Problem
Extract the lines of the listing below verbatim, starting at the line that contains "Reviewer note: check that every instance of the reflection" and ending with the last line of the listing, both included.

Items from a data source
◇ ◇ ◇ ◇
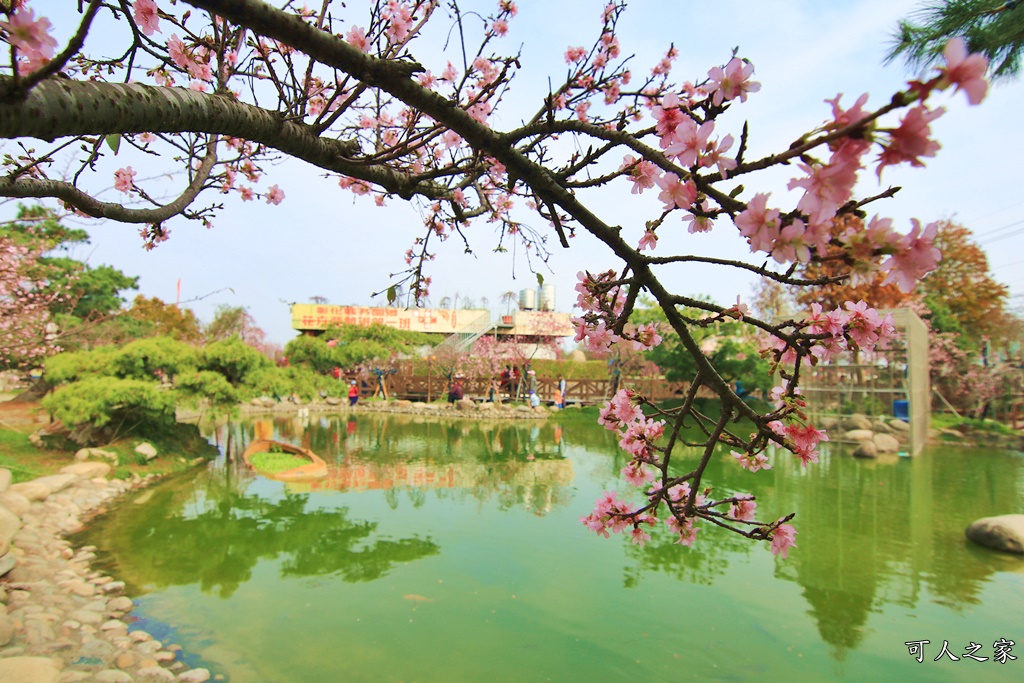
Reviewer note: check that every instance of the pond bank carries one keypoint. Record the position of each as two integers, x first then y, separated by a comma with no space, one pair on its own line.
60,621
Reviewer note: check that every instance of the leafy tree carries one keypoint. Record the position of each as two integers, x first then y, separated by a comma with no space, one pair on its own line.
232,358
992,28
81,291
158,318
729,343
351,97
961,292
871,287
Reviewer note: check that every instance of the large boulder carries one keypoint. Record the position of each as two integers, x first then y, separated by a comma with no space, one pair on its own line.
1004,532
865,450
29,670
9,523
33,491
87,470
146,450
56,482
15,502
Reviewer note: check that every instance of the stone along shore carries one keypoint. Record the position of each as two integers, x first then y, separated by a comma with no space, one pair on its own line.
61,622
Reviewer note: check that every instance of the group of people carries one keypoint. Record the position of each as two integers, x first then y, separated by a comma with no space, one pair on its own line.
512,386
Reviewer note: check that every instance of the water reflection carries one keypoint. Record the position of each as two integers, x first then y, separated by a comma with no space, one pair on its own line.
871,534
481,519
207,528
513,464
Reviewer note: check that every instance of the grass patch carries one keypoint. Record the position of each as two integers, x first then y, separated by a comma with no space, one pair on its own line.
275,462
25,461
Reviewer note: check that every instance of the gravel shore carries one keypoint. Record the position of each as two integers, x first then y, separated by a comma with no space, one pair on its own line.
60,621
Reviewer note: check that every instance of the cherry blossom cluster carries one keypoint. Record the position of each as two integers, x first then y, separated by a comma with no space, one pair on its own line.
30,38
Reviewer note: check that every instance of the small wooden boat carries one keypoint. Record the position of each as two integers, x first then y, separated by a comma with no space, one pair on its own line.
315,469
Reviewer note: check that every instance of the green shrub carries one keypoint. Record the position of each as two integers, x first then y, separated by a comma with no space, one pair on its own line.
113,404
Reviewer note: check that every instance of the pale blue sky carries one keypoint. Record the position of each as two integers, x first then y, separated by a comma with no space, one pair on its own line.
321,242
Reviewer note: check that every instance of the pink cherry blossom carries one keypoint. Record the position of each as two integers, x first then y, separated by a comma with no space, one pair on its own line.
686,530
782,539
742,510
919,257
648,241
676,194
145,13
688,139
643,174
574,54
646,337
911,140
965,71
274,195
753,463
124,179
29,35
356,37
759,223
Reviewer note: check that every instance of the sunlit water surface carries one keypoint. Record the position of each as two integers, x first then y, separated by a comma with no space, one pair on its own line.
453,552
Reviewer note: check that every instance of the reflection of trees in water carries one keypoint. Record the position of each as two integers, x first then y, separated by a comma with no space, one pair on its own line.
516,464
871,534
701,563
203,529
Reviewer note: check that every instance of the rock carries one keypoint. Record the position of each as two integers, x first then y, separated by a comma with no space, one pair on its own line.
122,604
56,482
87,470
15,503
146,450
7,562
154,674
858,435
31,489
6,629
1004,532
29,670
886,442
857,421
865,450
9,523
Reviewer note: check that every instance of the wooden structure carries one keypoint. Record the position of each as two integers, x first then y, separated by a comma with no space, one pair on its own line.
◇ ◇ ◇ ◇
Expected output
Reviewer note: check that every instance of the reflection of trees in water carries one keypoint. Record the position of each as two integers, x first then y, separated by a comma with no space, one pair on its own line.
516,464
871,534
701,563
203,529
Reviewer note: check that every instance of the rock carries one keypoint. Record the position of each as two integers, x first then y, separated by a comma with no space, one pair on its own line.
122,604
56,482
87,470
15,503
146,450
7,562
154,674
858,435
31,489
6,629
1004,532
29,670
886,442
857,421
865,450
9,523
Reviewer note: check that every instance of the wooden structure carries one keypoint. Record the position of each as two integers, x first then y, separated by a comma with no space, one pair on its own line.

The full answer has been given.